WHAT IS BEING ASKED | State how many lines of the entries below contain the string "polar", and give only that number.

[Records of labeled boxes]

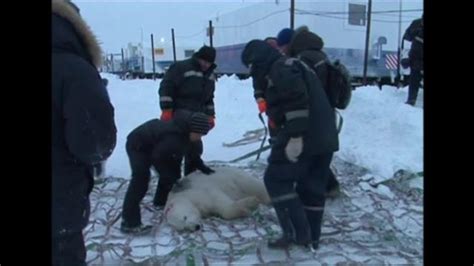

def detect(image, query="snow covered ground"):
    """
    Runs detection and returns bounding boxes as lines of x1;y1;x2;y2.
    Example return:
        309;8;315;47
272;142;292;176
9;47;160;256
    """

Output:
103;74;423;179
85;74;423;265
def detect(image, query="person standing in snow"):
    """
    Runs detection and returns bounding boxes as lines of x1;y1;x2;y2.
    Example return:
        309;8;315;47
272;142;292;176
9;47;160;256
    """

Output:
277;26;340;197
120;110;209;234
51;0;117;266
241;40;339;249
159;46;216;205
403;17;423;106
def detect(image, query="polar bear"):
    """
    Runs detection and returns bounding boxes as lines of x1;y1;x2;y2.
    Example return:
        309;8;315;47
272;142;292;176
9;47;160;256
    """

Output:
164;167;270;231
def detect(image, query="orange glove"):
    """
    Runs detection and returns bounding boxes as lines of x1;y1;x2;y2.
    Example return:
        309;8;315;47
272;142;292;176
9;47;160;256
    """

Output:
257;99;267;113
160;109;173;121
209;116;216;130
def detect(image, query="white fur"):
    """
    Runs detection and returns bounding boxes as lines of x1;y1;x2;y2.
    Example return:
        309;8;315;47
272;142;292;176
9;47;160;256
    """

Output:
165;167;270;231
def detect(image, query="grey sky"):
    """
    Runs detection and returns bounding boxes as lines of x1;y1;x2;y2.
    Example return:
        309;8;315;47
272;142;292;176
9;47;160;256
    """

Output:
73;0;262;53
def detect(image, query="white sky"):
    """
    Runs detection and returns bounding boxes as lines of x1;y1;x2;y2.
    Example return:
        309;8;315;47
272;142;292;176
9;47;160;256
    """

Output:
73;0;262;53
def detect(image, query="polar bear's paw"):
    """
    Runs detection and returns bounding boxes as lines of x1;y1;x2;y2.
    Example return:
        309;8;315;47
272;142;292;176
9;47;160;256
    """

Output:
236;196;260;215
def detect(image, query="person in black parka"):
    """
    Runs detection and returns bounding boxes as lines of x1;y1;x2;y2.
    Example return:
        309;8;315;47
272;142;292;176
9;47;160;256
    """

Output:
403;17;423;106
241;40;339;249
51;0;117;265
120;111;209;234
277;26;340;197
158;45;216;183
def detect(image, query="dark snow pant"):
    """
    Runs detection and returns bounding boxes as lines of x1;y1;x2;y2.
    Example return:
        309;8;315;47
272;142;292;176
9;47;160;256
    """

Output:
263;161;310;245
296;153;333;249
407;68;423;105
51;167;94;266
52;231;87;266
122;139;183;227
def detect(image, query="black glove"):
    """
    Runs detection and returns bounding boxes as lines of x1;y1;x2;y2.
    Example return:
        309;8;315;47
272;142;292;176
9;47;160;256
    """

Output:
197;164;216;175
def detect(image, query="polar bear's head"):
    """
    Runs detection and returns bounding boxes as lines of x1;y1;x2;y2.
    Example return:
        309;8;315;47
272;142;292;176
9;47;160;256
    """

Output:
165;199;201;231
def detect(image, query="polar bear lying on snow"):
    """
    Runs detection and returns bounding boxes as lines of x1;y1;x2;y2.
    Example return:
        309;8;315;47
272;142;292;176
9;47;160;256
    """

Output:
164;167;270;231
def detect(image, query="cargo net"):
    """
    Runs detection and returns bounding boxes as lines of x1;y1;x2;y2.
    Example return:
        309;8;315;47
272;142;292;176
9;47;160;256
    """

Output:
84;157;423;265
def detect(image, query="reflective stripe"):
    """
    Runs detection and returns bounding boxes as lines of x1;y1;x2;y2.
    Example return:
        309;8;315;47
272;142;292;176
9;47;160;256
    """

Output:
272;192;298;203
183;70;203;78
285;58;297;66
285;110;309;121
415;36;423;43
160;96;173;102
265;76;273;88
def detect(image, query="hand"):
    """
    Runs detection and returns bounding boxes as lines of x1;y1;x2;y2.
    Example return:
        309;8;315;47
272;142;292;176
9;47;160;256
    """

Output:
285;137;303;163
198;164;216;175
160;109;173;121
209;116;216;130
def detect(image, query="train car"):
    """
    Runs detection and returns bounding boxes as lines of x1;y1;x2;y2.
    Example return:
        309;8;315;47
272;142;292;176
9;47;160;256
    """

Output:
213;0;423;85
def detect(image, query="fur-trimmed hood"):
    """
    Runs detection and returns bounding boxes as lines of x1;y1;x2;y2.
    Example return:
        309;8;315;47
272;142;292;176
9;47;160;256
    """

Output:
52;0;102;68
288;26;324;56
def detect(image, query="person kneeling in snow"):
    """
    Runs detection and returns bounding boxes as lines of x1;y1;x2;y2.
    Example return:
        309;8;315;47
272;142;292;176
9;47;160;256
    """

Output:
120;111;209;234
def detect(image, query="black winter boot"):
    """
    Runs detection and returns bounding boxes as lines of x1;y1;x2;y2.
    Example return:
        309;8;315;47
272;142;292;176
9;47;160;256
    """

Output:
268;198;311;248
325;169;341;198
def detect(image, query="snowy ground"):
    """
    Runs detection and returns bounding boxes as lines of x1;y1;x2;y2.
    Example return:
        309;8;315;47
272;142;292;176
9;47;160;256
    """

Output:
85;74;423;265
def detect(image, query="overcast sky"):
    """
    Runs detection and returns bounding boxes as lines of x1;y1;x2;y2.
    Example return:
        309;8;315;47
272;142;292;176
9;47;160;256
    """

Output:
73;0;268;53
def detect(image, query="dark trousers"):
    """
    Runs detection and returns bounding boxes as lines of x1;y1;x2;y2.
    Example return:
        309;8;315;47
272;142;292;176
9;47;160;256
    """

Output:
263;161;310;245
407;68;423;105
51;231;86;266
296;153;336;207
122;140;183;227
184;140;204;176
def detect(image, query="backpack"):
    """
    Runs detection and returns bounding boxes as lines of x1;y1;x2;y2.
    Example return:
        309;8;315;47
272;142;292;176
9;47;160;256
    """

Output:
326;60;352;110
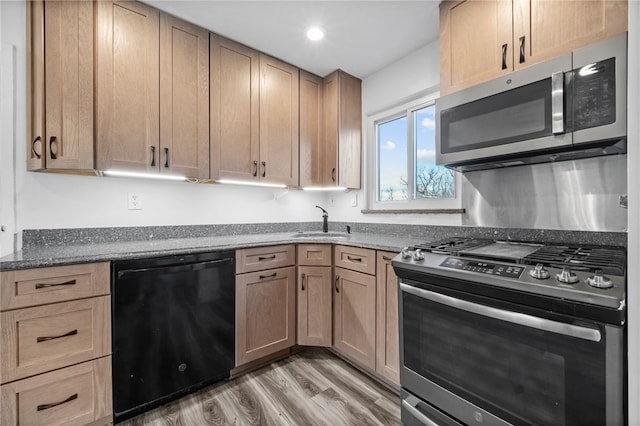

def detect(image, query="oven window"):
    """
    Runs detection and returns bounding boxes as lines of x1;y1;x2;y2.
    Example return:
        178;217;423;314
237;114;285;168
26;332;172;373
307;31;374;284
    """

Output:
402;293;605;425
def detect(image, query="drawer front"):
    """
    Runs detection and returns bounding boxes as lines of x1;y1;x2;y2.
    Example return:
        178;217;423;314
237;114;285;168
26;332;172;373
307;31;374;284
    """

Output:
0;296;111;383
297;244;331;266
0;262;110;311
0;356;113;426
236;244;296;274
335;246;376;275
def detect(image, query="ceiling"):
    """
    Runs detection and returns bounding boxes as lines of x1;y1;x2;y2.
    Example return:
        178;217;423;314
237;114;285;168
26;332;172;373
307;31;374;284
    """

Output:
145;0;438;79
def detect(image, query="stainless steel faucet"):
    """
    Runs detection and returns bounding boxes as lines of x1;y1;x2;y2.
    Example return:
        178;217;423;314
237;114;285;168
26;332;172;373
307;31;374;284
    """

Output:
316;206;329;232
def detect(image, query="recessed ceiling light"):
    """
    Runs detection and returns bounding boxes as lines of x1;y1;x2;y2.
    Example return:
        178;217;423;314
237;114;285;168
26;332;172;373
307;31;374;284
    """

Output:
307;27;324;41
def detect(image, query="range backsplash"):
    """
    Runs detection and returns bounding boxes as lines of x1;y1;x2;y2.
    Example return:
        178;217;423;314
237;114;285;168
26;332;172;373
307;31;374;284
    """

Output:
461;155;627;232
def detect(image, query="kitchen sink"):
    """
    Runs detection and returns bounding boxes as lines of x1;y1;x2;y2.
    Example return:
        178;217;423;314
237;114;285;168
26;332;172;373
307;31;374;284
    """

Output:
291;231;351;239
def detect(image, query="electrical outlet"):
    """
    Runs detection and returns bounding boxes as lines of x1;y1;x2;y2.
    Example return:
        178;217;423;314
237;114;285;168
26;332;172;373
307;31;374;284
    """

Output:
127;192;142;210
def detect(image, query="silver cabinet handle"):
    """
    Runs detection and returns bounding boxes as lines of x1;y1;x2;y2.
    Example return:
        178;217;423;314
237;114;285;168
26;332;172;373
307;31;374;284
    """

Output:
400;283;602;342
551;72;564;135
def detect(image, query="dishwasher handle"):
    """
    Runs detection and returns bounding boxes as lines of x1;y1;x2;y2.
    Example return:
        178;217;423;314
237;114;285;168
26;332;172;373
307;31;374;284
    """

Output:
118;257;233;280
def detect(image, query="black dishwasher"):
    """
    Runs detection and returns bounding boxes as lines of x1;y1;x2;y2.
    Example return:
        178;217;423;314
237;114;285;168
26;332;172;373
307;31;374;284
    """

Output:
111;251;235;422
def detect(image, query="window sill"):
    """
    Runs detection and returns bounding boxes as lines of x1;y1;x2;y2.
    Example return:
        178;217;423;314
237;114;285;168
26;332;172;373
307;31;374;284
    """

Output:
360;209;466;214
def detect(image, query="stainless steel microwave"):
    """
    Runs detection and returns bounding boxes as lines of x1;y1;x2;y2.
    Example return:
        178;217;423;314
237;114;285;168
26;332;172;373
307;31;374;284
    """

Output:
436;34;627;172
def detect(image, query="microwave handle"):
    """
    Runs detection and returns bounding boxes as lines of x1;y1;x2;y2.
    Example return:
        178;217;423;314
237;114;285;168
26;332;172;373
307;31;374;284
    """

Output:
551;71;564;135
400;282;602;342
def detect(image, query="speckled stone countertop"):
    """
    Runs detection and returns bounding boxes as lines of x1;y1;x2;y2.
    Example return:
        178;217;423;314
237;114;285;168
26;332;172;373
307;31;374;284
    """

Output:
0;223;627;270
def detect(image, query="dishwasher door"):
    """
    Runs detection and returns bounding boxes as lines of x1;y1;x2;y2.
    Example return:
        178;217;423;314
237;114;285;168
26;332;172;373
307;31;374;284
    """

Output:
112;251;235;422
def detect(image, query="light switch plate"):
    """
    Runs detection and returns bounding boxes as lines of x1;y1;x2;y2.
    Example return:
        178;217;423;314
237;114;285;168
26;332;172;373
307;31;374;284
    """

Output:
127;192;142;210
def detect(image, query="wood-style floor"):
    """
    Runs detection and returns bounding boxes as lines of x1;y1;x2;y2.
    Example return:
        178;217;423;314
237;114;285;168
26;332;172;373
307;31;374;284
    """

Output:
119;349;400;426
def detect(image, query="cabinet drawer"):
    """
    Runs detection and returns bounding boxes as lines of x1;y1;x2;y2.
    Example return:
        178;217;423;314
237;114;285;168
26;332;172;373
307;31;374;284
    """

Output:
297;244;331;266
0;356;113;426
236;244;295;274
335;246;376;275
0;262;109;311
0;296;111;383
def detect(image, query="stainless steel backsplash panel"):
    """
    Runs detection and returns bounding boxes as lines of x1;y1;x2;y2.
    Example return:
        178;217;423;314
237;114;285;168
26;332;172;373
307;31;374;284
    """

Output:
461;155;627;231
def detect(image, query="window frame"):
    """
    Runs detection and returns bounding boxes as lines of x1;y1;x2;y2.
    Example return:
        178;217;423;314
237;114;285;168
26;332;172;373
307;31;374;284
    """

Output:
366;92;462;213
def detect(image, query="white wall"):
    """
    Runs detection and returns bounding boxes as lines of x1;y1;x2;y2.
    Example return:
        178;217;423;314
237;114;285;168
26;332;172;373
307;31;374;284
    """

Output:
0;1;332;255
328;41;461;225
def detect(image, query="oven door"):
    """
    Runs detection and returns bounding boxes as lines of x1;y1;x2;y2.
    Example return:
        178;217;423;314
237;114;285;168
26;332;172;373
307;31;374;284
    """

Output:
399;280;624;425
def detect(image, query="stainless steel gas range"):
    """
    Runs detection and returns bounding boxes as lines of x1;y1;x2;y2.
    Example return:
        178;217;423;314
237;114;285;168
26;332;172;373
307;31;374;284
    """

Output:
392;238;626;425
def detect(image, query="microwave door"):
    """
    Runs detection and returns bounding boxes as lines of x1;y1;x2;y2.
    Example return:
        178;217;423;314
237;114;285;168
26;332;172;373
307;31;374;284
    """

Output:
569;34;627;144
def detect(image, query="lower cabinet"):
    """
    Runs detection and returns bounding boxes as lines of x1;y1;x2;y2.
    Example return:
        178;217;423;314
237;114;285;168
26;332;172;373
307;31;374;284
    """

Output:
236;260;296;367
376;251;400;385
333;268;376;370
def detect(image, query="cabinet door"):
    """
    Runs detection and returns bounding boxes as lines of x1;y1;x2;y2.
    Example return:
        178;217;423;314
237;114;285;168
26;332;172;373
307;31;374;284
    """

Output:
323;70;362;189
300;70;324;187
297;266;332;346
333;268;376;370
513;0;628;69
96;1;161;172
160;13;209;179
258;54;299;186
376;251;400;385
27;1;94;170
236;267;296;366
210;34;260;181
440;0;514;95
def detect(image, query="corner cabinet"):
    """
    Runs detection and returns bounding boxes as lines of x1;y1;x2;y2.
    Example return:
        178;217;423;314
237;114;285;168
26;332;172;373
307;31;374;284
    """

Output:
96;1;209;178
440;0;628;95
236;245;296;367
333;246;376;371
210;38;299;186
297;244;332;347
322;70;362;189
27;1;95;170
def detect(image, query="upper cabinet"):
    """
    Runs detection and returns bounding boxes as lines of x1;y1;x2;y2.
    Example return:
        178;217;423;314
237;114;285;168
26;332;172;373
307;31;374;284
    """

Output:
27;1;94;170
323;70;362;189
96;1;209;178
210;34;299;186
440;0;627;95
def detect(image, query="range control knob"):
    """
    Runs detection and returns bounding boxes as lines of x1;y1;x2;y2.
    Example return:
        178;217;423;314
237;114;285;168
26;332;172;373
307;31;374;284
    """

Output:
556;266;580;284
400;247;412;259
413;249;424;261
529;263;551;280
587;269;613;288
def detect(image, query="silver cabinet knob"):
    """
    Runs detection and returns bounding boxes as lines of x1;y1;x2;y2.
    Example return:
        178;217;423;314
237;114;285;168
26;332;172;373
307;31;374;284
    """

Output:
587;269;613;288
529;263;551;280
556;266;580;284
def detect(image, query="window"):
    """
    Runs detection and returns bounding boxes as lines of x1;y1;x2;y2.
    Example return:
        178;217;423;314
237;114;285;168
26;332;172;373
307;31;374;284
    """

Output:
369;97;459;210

TASK ANSWER | 4